- [Written request 1]:
Gather every line of the listing that contains the word "twilight" and copy each one.

Obviously, I can’t identify EVERY deduction available in one blog post.  What you are allowed to deduct on your tax return is dependent on your individual tax situation and what money you spend on items that have preferential tax treatment. I have, however, been preparing taxes long enough that I can identify some of the common tax deductions that a lot of people miss.

 

To begin, the deduction for educator expenses. I have a lot of friends and clients who are teachers, and this is a deduction available only to them that many of them are unaware of. This is a $300 deduction directly from your adjusted gross income and if you are married filing joint and both you and your spouse are teachers, you can deduct up to $600. $300 may not seem like much, but it’s one of the few deductions that gives you a dollar-for-dollar reduction in taxable income. If I have clients who are teachers, I always check with them to see if they have enough expenses to qualify for the full deduction. Many of them do because teachers have a lot of stuff they have to pay out of pocket for, so this is a deduction I highly encourage them to take.

 

If you are a sole proprietor or a single member LLC, there are several business deductions available to you, that I usually have to pester clients for information for every year. The big one is the deduction for their health insurance premiums. Health insurance for someone who is self-employed can be very costly so make sure you provide your 1095-A to your tax preparer at the end of the year so that you can take advantage of this deduction. There is usually a balancing act between this deduction and the premium tax credit, but most of my self-employed clients are usually still eligible for this.

- [Written request 2]:
In the text on tax deductions, how much can a married couple filing jointly deduct for educator expenses if both spouses are teachers?

- [Available data]:
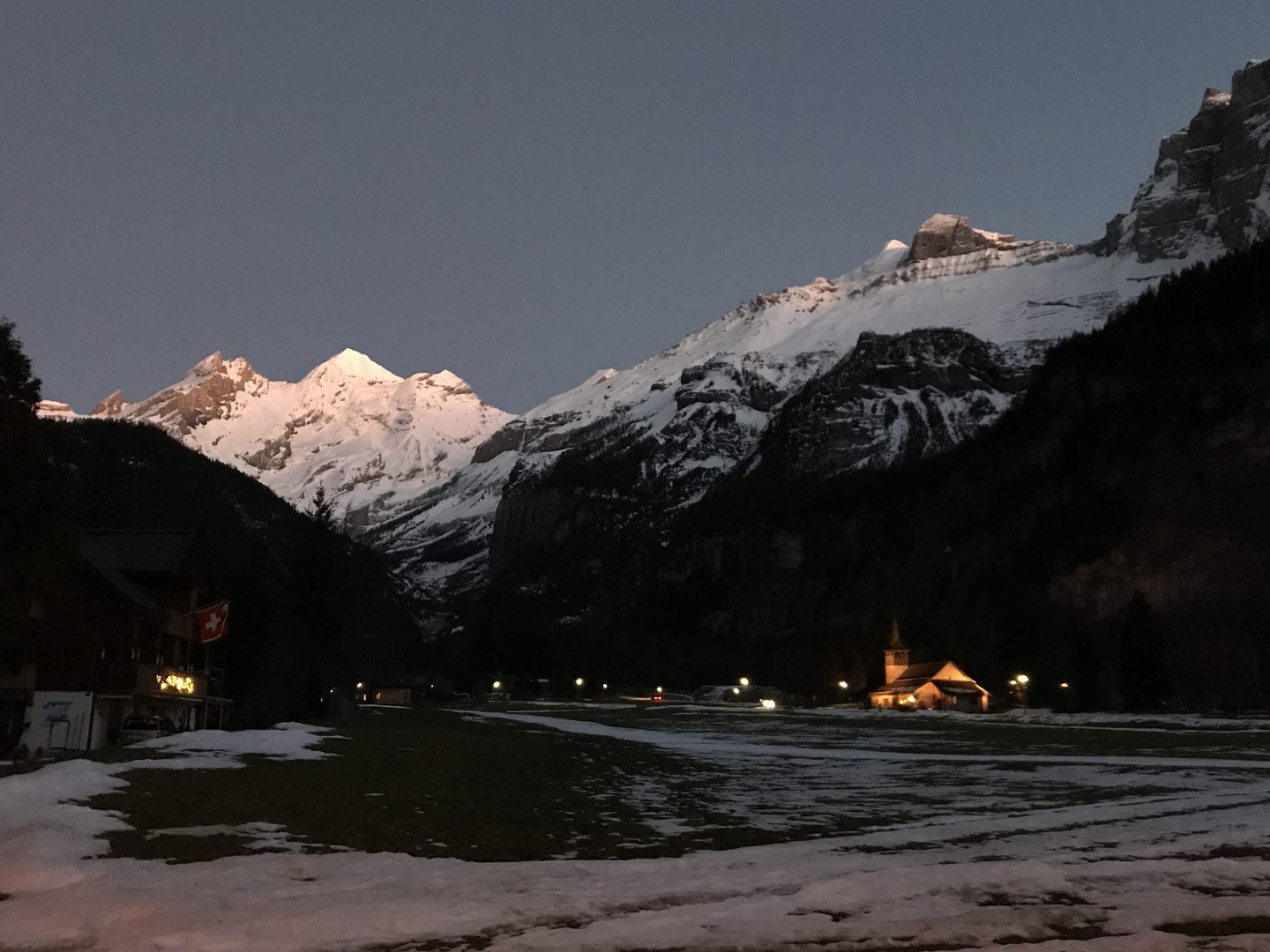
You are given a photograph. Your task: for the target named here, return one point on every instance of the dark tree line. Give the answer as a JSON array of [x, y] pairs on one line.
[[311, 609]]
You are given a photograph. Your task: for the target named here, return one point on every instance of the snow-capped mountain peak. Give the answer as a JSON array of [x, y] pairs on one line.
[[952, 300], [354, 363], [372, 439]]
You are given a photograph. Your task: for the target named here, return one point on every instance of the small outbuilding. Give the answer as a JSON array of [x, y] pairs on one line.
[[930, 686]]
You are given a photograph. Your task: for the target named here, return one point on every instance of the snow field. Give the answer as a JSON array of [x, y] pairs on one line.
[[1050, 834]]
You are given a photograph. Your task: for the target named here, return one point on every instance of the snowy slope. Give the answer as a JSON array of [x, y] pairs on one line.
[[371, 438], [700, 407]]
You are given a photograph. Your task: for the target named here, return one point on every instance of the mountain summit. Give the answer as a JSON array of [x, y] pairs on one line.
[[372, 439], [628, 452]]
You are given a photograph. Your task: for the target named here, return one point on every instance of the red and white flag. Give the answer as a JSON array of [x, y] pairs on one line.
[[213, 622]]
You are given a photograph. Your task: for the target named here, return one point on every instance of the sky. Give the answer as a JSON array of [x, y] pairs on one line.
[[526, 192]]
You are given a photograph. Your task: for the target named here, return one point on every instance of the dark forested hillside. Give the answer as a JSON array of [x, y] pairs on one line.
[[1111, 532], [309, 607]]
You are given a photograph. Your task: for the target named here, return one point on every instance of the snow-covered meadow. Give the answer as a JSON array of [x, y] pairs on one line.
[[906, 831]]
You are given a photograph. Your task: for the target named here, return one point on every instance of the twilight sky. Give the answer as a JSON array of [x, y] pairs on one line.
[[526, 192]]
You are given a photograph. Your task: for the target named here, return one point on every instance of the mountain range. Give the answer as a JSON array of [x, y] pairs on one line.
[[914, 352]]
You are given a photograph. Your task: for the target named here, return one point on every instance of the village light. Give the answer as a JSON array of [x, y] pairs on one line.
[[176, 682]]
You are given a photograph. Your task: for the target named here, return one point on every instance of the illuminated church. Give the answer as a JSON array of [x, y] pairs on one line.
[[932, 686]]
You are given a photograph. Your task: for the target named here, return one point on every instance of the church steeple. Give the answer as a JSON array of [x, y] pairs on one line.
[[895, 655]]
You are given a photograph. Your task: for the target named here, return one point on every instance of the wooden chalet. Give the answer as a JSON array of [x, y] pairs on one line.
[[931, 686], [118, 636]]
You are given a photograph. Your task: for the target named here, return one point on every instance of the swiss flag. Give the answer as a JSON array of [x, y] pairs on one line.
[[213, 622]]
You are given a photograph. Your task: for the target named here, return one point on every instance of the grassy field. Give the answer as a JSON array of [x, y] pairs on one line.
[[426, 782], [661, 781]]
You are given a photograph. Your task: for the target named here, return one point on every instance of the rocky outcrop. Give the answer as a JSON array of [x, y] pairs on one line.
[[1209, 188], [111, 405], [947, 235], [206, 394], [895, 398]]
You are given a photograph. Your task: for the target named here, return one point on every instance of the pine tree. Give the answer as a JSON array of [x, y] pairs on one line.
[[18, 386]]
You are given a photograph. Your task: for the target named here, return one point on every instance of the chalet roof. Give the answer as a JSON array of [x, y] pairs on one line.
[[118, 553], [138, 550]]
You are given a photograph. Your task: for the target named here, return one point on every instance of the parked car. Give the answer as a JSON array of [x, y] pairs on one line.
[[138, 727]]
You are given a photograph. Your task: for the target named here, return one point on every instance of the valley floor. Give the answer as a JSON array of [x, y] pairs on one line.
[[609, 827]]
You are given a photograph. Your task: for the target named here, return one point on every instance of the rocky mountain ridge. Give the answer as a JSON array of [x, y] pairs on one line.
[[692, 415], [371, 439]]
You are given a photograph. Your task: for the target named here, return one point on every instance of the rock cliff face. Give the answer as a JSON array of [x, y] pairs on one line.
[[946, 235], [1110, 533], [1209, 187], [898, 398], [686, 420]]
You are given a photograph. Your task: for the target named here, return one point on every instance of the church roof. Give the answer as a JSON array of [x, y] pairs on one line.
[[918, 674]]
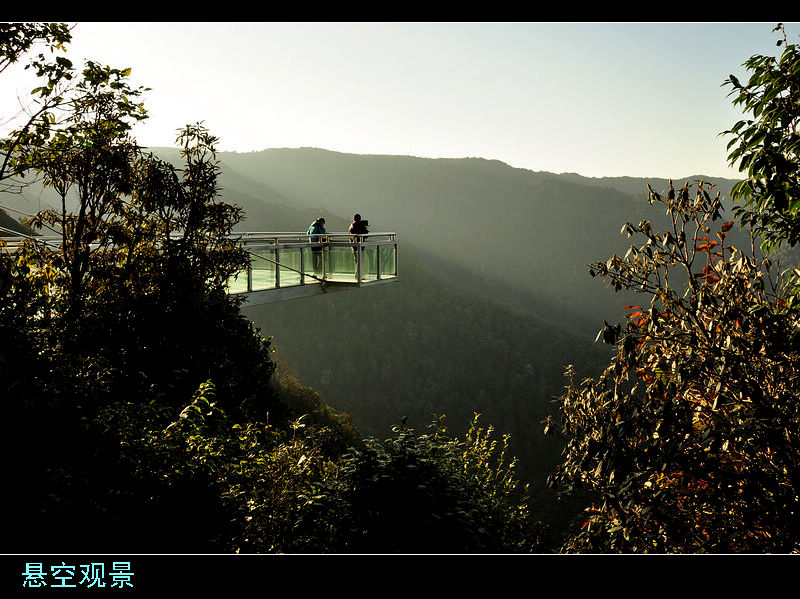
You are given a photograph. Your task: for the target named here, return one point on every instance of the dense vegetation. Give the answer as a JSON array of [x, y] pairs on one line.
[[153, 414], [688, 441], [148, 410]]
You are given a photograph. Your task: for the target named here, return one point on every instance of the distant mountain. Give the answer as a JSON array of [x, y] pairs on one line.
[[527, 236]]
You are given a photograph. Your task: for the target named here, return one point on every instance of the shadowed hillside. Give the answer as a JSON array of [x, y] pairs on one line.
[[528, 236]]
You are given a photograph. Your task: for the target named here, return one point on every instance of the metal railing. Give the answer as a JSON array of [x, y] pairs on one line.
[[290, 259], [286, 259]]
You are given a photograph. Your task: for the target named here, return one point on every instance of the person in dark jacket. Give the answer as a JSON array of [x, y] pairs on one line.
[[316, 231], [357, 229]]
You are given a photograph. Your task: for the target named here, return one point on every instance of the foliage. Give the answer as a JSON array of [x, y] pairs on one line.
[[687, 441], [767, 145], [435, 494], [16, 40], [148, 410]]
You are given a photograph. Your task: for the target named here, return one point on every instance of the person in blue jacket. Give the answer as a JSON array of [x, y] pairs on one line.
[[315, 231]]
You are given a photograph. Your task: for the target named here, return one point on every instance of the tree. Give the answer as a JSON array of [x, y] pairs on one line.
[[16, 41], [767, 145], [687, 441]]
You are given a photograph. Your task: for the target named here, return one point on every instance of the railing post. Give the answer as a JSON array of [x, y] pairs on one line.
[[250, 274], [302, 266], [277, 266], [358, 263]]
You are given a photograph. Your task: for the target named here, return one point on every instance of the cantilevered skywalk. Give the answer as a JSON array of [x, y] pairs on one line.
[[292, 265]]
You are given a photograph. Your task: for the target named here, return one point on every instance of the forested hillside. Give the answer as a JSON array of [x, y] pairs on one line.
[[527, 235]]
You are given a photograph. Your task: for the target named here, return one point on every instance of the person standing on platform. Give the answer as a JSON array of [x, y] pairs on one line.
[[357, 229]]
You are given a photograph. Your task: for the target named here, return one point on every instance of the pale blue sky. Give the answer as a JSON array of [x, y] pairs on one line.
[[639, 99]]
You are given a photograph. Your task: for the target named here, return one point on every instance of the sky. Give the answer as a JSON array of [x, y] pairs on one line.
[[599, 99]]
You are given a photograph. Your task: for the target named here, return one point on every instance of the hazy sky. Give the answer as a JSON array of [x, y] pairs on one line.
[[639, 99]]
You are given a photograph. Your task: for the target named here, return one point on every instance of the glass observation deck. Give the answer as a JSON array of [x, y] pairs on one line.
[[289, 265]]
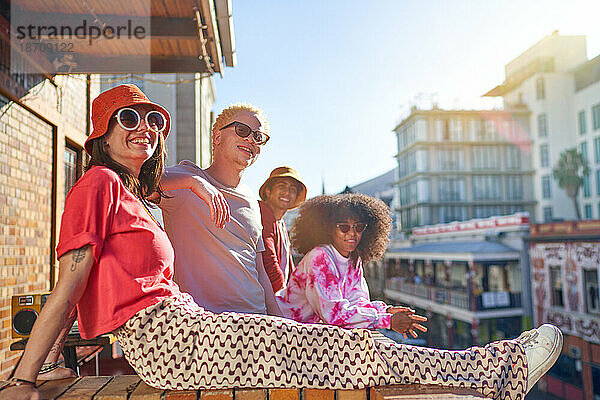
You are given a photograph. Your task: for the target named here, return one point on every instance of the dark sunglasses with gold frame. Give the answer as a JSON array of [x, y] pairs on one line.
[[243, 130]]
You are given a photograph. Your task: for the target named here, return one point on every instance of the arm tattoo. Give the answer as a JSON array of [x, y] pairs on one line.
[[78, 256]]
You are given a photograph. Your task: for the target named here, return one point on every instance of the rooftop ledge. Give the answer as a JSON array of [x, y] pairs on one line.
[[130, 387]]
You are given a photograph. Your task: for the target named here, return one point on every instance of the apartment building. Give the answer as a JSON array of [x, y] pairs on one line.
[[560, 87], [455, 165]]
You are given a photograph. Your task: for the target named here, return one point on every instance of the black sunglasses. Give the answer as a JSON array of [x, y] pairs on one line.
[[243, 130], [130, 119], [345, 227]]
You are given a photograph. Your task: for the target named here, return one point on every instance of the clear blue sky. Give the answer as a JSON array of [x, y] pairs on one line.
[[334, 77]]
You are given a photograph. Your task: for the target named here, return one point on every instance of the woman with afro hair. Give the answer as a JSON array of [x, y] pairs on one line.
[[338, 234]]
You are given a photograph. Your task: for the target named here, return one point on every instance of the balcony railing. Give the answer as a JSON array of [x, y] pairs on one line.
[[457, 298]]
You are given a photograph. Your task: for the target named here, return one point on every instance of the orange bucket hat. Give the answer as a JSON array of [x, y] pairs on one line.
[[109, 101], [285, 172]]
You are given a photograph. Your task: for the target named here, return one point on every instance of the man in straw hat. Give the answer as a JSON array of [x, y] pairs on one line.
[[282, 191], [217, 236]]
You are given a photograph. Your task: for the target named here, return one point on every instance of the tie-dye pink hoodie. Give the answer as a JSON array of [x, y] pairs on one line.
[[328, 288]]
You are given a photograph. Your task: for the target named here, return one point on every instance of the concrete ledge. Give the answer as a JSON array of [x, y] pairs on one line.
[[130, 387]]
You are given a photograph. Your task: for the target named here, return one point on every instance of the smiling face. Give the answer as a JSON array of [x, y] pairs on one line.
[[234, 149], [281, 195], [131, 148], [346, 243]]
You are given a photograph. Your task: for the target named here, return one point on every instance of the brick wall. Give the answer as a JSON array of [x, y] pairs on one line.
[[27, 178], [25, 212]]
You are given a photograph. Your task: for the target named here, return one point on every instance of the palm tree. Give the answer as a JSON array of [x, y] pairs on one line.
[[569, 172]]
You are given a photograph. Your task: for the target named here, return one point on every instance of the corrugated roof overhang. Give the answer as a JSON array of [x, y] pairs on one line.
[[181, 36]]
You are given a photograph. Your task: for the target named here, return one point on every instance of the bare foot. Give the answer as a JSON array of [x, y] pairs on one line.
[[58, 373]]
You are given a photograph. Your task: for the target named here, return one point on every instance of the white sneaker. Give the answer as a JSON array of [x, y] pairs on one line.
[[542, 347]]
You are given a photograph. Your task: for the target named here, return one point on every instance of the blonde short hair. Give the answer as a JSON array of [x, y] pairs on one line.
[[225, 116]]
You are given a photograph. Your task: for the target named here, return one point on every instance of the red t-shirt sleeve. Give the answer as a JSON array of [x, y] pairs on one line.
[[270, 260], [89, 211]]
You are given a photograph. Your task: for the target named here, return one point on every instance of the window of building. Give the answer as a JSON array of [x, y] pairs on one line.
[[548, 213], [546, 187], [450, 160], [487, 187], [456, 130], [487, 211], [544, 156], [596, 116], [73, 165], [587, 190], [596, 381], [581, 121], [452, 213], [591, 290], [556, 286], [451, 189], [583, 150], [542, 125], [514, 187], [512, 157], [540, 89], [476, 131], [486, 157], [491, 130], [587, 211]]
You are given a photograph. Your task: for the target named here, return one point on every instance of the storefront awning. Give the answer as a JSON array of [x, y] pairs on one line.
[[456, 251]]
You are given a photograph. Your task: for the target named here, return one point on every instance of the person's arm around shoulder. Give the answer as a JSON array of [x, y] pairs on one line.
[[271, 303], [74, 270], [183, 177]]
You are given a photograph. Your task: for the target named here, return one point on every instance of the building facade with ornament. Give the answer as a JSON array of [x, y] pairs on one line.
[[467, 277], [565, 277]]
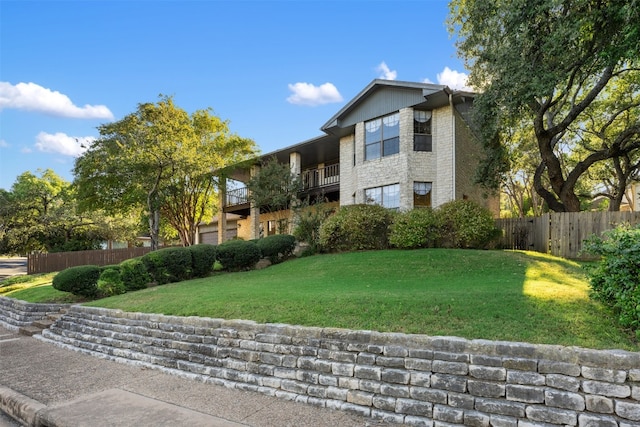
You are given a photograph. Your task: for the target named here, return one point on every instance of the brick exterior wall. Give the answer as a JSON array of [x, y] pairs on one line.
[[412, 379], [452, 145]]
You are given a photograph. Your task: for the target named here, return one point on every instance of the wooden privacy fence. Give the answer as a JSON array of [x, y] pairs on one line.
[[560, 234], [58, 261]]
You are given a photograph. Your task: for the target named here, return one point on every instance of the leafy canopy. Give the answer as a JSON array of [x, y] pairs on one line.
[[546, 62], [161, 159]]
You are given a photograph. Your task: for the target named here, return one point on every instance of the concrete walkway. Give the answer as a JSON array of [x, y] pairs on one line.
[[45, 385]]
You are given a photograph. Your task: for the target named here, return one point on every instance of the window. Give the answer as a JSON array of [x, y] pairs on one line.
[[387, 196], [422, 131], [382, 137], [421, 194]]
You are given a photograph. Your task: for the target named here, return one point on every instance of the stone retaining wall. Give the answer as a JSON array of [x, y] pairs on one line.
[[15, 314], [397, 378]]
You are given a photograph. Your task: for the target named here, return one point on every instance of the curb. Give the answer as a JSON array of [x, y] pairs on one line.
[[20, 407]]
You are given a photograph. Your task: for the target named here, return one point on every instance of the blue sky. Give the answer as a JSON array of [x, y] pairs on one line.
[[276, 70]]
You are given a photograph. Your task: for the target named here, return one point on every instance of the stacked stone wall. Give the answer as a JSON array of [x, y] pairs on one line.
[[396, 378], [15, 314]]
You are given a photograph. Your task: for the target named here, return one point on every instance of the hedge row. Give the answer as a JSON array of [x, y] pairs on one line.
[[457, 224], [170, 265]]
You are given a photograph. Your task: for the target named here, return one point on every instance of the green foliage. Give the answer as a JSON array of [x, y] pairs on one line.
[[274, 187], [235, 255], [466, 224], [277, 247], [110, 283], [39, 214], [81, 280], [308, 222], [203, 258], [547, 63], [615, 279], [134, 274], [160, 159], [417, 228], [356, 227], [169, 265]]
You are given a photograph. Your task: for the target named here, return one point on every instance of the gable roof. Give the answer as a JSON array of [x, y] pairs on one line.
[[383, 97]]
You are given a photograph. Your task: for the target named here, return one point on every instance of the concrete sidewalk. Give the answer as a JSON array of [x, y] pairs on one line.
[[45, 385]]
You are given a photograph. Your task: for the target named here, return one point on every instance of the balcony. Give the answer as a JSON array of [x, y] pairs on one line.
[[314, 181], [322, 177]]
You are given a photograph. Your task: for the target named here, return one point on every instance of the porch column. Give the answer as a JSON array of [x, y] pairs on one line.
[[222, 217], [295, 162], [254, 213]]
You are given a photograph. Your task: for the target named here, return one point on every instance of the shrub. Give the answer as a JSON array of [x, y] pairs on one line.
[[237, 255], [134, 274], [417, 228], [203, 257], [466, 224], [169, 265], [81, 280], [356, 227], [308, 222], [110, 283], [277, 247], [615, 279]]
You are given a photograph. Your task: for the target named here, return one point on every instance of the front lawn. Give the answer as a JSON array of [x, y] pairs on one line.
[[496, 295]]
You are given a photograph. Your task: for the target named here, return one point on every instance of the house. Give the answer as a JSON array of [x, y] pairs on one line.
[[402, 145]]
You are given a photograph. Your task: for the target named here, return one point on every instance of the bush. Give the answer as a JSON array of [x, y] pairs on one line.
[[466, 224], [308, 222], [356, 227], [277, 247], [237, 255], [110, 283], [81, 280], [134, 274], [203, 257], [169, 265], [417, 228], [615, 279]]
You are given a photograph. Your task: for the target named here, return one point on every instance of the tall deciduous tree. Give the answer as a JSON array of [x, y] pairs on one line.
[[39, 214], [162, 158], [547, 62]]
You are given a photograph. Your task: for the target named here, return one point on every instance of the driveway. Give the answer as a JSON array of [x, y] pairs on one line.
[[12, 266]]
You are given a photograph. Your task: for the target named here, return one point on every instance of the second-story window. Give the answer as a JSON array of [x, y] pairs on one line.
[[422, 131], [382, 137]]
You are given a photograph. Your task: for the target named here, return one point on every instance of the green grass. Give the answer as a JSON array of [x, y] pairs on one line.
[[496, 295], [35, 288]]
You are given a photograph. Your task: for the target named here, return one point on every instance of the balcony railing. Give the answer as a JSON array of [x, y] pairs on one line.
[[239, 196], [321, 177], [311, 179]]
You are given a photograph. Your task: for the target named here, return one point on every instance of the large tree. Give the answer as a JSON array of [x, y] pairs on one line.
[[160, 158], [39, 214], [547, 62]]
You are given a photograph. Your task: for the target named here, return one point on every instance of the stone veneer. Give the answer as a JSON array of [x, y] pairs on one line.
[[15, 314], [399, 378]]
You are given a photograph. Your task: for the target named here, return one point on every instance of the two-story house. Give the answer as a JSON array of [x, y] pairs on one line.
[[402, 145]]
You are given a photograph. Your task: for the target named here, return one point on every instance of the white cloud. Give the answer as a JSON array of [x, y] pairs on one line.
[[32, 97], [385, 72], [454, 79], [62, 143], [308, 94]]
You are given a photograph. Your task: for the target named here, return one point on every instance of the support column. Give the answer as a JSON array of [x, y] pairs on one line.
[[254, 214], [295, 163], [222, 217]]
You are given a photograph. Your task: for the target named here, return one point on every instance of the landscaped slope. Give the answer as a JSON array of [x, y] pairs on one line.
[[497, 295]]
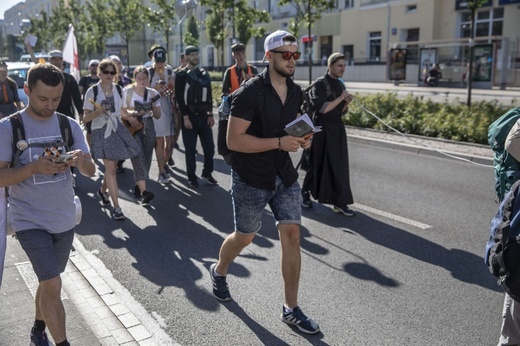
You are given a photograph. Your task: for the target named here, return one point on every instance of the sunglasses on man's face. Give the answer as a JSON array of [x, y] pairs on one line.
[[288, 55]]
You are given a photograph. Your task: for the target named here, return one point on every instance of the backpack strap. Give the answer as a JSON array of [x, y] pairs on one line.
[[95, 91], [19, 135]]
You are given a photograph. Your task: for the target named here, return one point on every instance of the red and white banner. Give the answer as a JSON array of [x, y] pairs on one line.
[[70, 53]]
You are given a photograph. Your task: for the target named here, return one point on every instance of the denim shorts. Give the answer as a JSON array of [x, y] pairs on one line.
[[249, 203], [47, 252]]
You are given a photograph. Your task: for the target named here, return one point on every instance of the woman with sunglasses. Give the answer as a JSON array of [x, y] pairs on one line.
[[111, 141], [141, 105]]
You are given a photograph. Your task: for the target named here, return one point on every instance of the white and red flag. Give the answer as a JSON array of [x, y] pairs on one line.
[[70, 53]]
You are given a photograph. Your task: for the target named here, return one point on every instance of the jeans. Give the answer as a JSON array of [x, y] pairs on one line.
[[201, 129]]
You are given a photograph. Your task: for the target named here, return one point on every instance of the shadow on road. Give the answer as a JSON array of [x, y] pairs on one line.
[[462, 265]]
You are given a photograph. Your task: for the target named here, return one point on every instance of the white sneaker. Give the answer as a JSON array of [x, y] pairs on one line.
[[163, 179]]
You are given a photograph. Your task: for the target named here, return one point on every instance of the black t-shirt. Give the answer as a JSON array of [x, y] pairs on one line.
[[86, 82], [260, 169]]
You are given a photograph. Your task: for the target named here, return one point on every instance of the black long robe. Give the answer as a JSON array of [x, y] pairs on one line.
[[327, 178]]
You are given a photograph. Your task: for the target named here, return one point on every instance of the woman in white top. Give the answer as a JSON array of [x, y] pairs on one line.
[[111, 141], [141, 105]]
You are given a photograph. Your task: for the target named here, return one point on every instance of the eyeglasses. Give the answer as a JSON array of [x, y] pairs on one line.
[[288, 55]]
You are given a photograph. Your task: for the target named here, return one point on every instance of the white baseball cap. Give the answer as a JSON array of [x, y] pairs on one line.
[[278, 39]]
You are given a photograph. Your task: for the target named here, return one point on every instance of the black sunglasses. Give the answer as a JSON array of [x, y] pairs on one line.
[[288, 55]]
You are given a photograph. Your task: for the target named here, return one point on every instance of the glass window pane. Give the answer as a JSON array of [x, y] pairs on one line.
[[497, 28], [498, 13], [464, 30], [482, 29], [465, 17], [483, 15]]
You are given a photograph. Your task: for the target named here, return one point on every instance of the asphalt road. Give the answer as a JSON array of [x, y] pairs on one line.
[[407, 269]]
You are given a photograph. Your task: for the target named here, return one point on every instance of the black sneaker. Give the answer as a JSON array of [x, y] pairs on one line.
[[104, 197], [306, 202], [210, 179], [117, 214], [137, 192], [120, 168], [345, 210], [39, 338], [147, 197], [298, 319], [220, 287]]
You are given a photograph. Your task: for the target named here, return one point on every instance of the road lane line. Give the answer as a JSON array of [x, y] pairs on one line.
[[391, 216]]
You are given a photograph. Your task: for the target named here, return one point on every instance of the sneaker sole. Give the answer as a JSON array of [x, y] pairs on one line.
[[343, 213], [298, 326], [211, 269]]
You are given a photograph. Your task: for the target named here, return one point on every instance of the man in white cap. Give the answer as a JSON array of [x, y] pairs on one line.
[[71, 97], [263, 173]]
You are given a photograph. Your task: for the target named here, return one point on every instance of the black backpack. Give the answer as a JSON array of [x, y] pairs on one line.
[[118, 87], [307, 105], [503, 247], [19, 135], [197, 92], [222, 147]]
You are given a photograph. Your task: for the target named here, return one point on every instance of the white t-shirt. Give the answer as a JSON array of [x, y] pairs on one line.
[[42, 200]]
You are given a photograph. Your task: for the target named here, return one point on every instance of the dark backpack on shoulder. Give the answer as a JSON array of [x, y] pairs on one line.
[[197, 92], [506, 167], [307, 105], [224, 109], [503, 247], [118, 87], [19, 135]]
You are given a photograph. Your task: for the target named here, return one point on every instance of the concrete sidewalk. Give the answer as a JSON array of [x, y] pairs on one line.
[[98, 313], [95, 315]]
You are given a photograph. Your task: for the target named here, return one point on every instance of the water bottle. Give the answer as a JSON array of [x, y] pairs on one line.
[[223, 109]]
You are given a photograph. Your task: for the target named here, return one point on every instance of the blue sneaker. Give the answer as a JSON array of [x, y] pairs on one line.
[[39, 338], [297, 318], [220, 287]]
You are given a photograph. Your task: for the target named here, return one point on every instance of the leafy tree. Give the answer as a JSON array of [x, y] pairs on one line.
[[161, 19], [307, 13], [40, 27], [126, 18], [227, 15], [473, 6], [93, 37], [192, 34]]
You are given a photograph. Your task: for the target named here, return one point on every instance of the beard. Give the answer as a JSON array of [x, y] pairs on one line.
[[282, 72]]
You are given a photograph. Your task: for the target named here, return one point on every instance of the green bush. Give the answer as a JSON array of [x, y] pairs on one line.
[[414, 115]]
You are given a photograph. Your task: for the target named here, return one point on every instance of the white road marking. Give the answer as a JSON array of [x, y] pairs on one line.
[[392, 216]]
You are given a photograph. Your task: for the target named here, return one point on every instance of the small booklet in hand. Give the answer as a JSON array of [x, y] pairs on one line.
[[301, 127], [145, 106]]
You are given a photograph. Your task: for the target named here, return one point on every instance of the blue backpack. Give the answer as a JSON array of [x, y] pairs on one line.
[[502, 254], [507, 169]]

- [Problem solution 1]:
You are given a photograph. Your task: for the target named here, return one point on every instance of the twilight sky. Give the answer as a JSON array of [x, y] pairs on one line.

- [Problem solution 2]:
Up to $600.